Involuntary churn is perhaps the most vexing as these are subscribers who end up canceling passively — they replaced their payment card and didn’t update it on the subscription website, they moved and now the ZIP codes no longer match, a fraud alert shut off the card temporarily. This is the easiest form of churn to prevent, but many subscription providers still lag here.
“It’s up to the providers to make sure this does not happen,” Khoury said. “It’s very important to differentiate between voluntary and involuntary churn. Involuntary churn is a huge thing that sometimes providers underestimate and don’t realize the impact of. You can’t get away from involuntary churn if you’re talking about subscriptions. It’s a big problem.”
Avoiding Missteps
Despite the inflation-recession pressures of 2022, much commercial activity returned to pre-pandemic patterns, and that’s also had an impact on subscriptions that must be proactively and even creatively managed, not only to prevent churn but to improve customer experience.
Khoury’s checklist includes subscription commerce companies “keeping track of your data, keeping your analysis up to date, making sure that you’re using data efficiently for your needs to see, ‘Is it something that I’m doing that these consumers are frustrated with and canceling over, or do they really not need it?’”

■ **THINGS TO DO**:
1) Answer these questions about the passage on subscription churn:
(a) Which kind of churn does it call the easiest to prevent?
(b) According to Khoury, who is responsible for making sure involuntary churn does not happen?
(c) In what year were the inflation-recession pressures it mentions?
2) Can you copy the passage on subscription churn from "Avoiding Missteps" up to and including "improve customer experience."?
The records have no connection to the passage on subscription churn.

[Extracted data entries]
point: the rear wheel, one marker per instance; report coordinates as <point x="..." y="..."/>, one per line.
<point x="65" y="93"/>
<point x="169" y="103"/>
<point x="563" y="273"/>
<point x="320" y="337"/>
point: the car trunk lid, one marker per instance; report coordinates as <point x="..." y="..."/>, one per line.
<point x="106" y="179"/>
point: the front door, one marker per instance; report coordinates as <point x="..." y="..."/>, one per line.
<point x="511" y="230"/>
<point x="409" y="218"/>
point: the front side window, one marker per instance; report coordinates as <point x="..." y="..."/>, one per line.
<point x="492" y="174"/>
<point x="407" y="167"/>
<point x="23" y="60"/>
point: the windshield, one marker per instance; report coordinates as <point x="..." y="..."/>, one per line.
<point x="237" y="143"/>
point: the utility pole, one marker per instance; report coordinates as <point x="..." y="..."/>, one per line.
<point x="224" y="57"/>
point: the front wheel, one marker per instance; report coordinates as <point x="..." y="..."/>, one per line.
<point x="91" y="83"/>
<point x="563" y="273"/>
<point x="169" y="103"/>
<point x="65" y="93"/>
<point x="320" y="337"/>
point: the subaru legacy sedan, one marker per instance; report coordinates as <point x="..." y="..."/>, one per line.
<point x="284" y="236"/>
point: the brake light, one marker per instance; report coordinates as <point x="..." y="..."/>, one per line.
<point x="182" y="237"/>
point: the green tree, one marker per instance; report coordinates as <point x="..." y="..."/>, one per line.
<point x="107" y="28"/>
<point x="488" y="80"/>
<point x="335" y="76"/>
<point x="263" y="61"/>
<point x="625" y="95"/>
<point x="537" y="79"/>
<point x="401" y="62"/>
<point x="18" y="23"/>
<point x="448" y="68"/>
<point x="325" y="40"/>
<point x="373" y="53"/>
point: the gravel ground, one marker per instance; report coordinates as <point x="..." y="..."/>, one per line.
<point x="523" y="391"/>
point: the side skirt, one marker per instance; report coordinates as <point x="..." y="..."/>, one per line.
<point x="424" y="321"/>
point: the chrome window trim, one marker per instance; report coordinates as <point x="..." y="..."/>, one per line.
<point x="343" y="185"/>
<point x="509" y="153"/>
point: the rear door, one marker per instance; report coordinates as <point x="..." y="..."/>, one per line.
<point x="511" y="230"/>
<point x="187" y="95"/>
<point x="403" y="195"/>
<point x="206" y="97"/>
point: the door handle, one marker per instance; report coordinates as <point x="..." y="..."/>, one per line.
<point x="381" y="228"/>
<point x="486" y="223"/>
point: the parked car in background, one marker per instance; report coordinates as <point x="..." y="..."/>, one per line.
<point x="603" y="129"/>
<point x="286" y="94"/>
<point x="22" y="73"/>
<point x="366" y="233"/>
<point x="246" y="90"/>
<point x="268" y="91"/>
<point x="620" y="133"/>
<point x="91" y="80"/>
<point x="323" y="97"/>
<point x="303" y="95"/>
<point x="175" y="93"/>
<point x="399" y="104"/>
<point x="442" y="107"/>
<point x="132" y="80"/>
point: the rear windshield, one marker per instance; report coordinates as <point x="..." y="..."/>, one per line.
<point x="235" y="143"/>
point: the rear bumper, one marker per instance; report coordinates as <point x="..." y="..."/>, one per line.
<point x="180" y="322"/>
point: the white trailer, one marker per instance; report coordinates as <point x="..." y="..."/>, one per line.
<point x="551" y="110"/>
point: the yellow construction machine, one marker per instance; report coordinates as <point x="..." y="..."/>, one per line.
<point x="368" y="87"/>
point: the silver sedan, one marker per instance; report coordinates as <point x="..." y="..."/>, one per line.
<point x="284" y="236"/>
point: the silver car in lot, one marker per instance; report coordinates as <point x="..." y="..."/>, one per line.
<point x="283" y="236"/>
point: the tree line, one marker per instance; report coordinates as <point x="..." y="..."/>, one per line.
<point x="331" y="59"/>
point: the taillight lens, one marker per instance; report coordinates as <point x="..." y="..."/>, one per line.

...

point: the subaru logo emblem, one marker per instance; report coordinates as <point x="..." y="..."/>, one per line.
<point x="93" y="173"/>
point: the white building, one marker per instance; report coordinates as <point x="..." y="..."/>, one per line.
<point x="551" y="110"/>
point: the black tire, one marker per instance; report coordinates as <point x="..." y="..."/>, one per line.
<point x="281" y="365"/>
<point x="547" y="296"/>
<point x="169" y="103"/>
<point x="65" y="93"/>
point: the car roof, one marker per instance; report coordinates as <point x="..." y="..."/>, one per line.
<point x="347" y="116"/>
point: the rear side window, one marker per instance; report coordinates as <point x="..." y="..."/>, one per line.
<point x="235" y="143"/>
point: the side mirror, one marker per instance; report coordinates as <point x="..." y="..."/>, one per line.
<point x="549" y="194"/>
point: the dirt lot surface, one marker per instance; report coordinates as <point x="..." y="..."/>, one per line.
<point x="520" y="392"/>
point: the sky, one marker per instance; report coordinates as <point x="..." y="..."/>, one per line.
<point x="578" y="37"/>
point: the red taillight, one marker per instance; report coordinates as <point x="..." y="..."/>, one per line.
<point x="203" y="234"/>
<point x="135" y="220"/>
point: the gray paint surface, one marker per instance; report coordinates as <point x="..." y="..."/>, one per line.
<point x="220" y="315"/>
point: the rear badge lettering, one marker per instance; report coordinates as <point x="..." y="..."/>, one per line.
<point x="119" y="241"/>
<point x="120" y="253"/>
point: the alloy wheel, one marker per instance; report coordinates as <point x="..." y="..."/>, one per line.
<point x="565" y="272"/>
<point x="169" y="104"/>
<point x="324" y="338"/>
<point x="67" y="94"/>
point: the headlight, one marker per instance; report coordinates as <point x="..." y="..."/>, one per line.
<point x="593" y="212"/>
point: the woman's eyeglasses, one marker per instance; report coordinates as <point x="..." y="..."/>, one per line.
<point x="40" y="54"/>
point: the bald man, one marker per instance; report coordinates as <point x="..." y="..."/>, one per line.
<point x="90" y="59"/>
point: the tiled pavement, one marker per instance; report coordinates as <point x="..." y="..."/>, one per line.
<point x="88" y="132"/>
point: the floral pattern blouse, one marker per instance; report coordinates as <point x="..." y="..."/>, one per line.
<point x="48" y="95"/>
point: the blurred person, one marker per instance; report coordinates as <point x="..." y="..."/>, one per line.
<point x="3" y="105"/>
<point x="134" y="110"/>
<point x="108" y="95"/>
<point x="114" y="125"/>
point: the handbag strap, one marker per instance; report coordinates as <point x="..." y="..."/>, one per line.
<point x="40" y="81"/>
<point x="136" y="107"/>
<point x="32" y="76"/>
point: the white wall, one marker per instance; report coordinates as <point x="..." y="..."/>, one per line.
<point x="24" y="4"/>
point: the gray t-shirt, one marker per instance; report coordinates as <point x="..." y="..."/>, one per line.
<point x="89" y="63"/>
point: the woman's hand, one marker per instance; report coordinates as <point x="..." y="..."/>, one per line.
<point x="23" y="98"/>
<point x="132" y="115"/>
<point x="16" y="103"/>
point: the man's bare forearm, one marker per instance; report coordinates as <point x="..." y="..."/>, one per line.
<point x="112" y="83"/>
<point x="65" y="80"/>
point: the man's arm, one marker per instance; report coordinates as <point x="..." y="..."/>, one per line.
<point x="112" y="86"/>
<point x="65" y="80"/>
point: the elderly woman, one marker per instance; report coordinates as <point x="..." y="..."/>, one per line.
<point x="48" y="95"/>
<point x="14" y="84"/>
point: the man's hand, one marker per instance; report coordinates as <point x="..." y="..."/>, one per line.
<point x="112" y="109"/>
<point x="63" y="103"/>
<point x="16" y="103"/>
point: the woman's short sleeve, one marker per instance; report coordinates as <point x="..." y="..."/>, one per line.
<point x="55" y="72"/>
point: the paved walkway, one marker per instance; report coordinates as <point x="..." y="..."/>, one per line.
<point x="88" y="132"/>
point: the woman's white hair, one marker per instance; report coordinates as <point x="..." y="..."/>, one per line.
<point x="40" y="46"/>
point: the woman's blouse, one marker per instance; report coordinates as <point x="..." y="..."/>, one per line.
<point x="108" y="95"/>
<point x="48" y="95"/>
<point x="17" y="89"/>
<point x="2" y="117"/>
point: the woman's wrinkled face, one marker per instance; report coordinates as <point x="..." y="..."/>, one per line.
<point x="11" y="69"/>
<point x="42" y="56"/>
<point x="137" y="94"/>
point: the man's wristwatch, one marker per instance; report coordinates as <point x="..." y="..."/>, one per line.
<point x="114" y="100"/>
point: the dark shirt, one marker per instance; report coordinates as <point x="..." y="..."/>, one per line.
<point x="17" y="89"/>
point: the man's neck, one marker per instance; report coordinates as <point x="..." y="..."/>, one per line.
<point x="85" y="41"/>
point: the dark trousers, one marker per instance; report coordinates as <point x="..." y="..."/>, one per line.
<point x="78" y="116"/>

==

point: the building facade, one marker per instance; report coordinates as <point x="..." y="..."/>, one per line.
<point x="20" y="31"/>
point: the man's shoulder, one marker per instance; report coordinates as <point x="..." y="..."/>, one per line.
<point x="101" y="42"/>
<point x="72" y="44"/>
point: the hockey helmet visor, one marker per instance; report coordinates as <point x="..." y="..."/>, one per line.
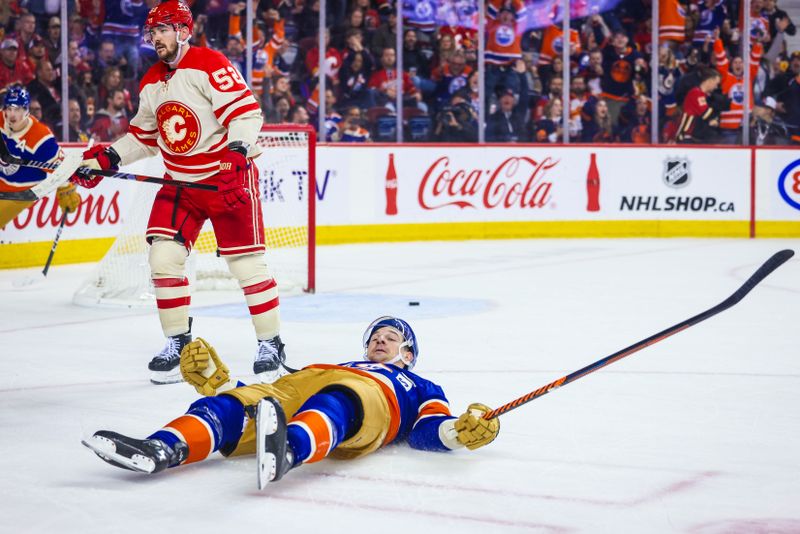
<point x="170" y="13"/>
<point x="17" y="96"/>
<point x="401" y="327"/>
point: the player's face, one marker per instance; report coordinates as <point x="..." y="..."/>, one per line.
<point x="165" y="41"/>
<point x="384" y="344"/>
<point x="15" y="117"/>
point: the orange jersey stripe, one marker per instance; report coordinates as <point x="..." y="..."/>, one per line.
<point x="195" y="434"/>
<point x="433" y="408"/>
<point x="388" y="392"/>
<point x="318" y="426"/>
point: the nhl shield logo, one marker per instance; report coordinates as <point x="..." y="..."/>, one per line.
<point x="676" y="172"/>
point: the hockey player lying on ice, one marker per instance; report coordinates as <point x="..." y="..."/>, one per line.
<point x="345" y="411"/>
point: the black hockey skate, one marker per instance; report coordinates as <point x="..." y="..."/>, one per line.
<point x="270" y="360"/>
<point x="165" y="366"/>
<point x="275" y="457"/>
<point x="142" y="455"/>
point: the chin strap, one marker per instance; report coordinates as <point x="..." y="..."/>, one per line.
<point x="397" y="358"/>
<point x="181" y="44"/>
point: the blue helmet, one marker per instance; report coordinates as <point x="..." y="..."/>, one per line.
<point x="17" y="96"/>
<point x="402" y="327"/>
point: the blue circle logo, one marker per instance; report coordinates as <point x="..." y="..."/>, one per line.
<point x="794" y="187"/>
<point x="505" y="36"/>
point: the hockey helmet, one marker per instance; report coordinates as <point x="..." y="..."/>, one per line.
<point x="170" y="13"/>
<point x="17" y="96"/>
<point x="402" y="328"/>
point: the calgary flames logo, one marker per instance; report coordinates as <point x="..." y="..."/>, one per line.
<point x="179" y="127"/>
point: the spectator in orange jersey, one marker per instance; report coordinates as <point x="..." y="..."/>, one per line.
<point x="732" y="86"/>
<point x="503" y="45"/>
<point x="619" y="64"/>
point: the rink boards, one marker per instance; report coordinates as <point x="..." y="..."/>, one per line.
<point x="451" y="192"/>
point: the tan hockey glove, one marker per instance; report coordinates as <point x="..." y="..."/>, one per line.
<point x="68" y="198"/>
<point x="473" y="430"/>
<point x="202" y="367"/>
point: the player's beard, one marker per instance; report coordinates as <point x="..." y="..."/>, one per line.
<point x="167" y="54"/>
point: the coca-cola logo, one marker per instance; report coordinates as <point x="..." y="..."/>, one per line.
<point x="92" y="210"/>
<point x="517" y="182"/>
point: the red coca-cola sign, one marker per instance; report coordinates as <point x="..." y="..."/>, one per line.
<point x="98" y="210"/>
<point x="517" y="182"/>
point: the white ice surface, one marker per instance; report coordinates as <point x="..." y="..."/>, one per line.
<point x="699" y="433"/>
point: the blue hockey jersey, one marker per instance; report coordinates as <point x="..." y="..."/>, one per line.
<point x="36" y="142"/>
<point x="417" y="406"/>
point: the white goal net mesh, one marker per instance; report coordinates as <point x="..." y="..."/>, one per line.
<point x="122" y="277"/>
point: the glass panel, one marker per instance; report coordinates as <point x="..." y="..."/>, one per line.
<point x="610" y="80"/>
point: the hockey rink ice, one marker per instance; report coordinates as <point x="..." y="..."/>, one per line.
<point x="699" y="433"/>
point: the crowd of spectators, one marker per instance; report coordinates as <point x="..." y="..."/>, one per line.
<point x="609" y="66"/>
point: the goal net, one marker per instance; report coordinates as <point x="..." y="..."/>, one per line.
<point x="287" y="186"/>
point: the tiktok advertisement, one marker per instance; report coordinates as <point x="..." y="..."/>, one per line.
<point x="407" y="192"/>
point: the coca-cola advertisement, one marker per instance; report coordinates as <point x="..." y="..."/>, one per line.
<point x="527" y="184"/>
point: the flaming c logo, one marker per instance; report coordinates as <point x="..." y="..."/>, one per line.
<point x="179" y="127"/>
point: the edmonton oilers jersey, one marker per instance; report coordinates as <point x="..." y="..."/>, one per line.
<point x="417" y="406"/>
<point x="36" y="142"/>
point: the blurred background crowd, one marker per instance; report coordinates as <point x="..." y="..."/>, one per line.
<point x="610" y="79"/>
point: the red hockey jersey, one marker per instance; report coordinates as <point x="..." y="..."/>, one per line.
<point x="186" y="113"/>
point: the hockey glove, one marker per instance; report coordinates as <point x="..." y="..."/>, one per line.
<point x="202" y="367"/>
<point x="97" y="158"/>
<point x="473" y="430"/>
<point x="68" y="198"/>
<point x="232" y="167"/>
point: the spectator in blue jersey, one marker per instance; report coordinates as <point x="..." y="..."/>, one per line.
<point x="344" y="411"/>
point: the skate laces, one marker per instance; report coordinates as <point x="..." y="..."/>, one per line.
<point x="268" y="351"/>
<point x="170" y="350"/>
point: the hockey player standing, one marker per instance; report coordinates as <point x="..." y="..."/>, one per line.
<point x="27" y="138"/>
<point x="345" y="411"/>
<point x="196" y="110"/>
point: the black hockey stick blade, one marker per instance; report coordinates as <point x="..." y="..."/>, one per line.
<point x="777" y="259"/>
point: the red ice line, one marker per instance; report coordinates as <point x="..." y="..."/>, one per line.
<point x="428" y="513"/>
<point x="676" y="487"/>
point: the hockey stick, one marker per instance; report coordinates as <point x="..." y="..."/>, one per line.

■ **ANSWERS BY ITEM**:
1)
(a) Involuntary churn
(b) The providers
(c) 2022

2)
Avoiding Missteps
Despite the inflation-recession pressures of 2022, much commercial activity returned to pre-pandemic patterns, and that’s also had an impact on subscriptions that must be proactively and even creatively managed, not only to prevent churn but to improve customer experience.